======== DONNÉES ENREGISTRÉES ========
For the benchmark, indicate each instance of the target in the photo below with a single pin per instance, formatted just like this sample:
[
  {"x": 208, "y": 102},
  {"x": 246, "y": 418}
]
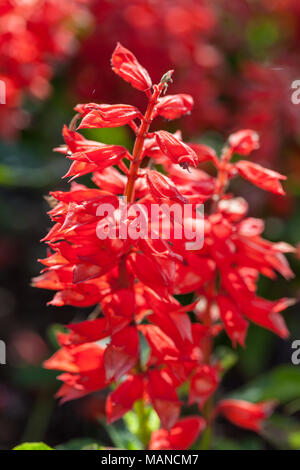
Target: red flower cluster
[
  {"x": 133, "y": 281},
  {"x": 33, "y": 34}
]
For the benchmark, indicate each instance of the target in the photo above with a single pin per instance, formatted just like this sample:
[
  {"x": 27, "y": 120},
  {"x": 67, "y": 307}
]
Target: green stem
[
  {"x": 206, "y": 438},
  {"x": 143, "y": 433}
]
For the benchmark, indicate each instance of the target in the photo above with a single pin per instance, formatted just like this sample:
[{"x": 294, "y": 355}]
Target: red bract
[
  {"x": 244, "y": 142},
  {"x": 261, "y": 177},
  {"x": 105, "y": 115},
  {"x": 180, "y": 437},
  {"x": 174, "y": 106},
  {"x": 175, "y": 149},
  {"x": 245, "y": 414},
  {"x": 125, "y": 64},
  {"x": 141, "y": 338}
]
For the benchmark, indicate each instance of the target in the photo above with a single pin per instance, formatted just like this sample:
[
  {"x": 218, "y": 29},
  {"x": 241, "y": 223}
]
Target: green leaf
[{"x": 33, "y": 446}]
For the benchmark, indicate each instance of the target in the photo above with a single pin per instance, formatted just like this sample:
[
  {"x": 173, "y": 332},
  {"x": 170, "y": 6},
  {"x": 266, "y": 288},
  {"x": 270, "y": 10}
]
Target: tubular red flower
[
  {"x": 180, "y": 437},
  {"x": 244, "y": 142},
  {"x": 268, "y": 180},
  {"x": 175, "y": 149},
  {"x": 174, "y": 106},
  {"x": 125, "y": 64},
  {"x": 245, "y": 414}
]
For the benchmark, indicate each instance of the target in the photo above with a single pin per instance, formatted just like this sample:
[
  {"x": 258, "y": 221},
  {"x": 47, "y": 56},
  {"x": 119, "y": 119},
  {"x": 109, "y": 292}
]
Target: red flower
[
  {"x": 244, "y": 142},
  {"x": 125, "y": 64},
  {"x": 162, "y": 188},
  {"x": 95, "y": 116},
  {"x": 174, "y": 106},
  {"x": 123, "y": 397},
  {"x": 180, "y": 437},
  {"x": 268, "y": 180},
  {"x": 245, "y": 414},
  {"x": 235, "y": 325},
  {"x": 203, "y": 384},
  {"x": 175, "y": 149}
]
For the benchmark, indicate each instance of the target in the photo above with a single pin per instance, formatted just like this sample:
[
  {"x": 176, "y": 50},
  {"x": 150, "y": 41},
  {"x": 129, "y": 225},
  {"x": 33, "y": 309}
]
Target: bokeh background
[{"x": 238, "y": 58}]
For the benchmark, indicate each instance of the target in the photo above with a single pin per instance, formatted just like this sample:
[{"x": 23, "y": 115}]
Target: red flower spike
[
  {"x": 205, "y": 153},
  {"x": 162, "y": 188},
  {"x": 106, "y": 115},
  {"x": 122, "y": 399},
  {"x": 245, "y": 414},
  {"x": 235, "y": 324},
  {"x": 174, "y": 106},
  {"x": 268, "y": 180},
  {"x": 203, "y": 384},
  {"x": 244, "y": 142},
  {"x": 175, "y": 149},
  {"x": 122, "y": 353},
  {"x": 125, "y": 64},
  {"x": 180, "y": 437}
]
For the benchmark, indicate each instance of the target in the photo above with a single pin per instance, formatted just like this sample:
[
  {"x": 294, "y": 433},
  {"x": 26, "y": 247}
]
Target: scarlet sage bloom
[{"x": 131, "y": 283}]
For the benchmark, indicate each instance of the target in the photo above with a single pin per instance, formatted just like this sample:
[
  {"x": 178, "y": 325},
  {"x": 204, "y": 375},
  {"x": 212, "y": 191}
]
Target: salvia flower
[{"x": 130, "y": 282}]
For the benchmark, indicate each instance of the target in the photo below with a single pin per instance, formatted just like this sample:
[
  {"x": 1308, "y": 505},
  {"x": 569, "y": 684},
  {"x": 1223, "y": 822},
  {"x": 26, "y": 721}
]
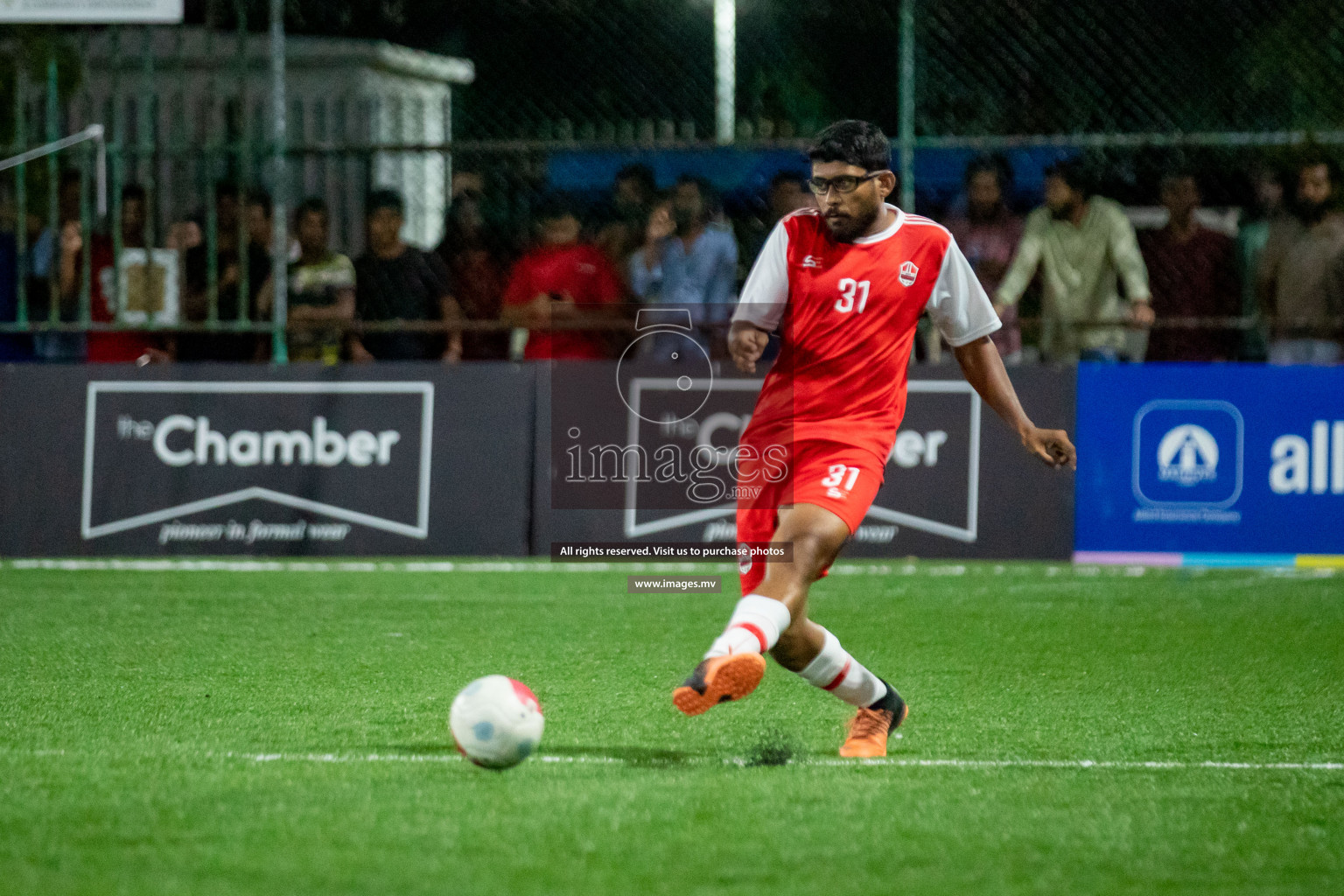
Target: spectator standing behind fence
[
  {"x": 1191, "y": 273},
  {"x": 122, "y": 346},
  {"x": 1268, "y": 214},
  {"x": 1082, "y": 245},
  {"x": 1300, "y": 278},
  {"x": 988, "y": 235},
  {"x": 476, "y": 262},
  {"x": 399, "y": 283},
  {"x": 788, "y": 192},
  {"x": 558, "y": 281},
  {"x": 321, "y": 289},
  {"x": 687, "y": 262},
  {"x": 222, "y": 346},
  {"x": 46, "y": 258},
  {"x": 634, "y": 196},
  {"x": 14, "y": 346}
]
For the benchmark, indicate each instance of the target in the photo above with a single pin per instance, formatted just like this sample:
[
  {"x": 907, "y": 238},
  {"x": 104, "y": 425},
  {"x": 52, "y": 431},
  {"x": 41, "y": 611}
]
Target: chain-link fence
[{"x": 534, "y": 98}]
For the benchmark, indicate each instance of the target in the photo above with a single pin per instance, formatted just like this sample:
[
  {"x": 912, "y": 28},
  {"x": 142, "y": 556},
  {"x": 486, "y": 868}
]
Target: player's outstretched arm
[
  {"x": 746, "y": 343},
  {"x": 984, "y": 369}
]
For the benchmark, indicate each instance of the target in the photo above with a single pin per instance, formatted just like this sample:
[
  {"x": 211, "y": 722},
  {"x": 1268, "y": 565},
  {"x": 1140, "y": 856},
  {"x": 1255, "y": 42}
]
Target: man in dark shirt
[
  {"x": 399, "y": 283},
  {"x": 222, "y": 346},
  {"x": 1191, "y": 273}
]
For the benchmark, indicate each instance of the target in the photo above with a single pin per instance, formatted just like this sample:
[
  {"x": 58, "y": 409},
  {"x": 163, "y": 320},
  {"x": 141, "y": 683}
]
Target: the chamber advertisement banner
[{"x": 207, "y": 459}]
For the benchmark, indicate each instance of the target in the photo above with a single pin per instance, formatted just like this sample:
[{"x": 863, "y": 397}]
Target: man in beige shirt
[
  {"x": 1083, "y": 246},
  {"x": 1301, "y": 276}
]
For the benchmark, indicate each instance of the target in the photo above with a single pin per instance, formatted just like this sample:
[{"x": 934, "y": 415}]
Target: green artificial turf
[{"x": 135, "y": 705}]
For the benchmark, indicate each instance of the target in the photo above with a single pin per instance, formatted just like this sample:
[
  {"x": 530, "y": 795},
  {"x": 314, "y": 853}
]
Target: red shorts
[{"x": 839, "y": 477}]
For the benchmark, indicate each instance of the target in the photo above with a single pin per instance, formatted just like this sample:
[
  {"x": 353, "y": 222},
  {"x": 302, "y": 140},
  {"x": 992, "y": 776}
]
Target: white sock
[
  {"x": 756, "y": 626},
  {"x": 842, "y": 675}
]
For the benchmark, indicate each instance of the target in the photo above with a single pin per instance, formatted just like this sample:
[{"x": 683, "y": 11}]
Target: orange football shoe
[
  {"x": 870, "y": 727},
  {"x": 718, "y": 680}
]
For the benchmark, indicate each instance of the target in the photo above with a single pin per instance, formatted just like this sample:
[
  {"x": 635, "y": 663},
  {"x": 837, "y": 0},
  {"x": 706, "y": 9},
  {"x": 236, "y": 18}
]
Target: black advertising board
[
  {"x": 957, "y": 481},
  {"x": 391, "y": 458}
]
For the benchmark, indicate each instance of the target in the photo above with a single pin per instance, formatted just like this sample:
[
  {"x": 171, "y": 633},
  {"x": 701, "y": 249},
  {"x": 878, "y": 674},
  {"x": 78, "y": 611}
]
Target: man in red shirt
[
  {"x": 559, "y": 281},
  {"x": 116, "y": 346},
  {"x": 844, "y": 286},
  {"x": 1191, "y": 273}
]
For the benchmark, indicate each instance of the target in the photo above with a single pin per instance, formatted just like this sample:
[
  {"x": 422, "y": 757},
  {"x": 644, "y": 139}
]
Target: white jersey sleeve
[
  {"x": 958, "y": 305},
  {"x": 766, "y": 291}
]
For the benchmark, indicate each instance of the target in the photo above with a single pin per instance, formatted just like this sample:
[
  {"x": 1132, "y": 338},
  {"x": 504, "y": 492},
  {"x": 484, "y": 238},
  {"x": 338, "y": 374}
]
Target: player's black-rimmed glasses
[{"x": 843, "y": 185}]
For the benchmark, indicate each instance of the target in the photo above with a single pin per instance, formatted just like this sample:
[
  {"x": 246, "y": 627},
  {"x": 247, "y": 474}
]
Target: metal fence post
[
  {"x": 724, "y": 67},
  {"x": 20, "y": 188},
  {"x": 52, "y": 199},
  {"x": 280, "y": 218},
  {"x": 906, "y": 137}
]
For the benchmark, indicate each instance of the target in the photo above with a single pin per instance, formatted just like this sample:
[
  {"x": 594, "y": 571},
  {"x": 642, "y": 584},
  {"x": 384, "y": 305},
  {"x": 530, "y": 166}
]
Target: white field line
[
  {"x": 887, "y": 762},
  {"x": 547, "y": 566},
  {"x": 892, "y": 762}
]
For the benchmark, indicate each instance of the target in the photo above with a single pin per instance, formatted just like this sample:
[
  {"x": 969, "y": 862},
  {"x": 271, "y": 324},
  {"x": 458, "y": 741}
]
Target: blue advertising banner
[{"x": 1203, "y": 464}]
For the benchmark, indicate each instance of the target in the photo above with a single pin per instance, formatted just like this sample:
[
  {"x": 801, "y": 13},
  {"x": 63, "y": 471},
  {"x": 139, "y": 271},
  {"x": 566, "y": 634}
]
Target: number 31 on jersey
[{"x": 848, "y": 289}]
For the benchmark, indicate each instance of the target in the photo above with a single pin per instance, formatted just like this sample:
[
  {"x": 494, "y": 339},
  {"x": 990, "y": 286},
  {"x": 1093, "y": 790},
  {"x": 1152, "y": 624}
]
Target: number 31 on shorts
[{"x": 837, "y": 473}]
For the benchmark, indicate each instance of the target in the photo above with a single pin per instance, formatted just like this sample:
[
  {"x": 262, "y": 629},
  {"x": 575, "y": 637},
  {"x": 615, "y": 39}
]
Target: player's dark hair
[
  {"x": 854, "y": 143},
  {"x": 381, "y": 199},
  {"x": 1073, "y": 172},
  {"x": 311, "y": 206}
]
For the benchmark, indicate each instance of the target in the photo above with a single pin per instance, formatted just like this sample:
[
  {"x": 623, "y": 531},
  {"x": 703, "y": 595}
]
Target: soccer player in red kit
[{"x": 844, "y": 286}]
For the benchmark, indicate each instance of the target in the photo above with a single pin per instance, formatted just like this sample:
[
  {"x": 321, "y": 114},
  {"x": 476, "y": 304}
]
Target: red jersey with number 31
[{"x": 845, "y": 315}]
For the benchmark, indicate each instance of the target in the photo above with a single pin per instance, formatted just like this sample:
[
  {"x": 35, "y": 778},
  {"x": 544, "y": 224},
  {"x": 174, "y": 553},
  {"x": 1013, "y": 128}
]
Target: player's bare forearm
[
  {"x": 746, "y": 344},
  {"x": 984, "y": 369}
]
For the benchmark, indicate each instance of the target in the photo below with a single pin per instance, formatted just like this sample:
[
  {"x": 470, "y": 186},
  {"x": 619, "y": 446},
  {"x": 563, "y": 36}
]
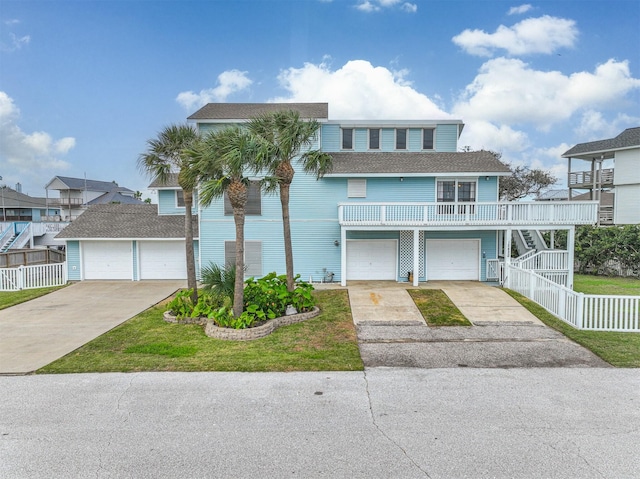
========
* **ÉNONCÉ DU PROBLÈME**: Filtrez les enregistrements ci-dessus en recopiant chaque ligne qui contient la chaîne « shorts ». Tenez compte de la casse.

* **SOLUTION DU PROBLÈME**:
Target: red shorts
Target: number 31 on shorts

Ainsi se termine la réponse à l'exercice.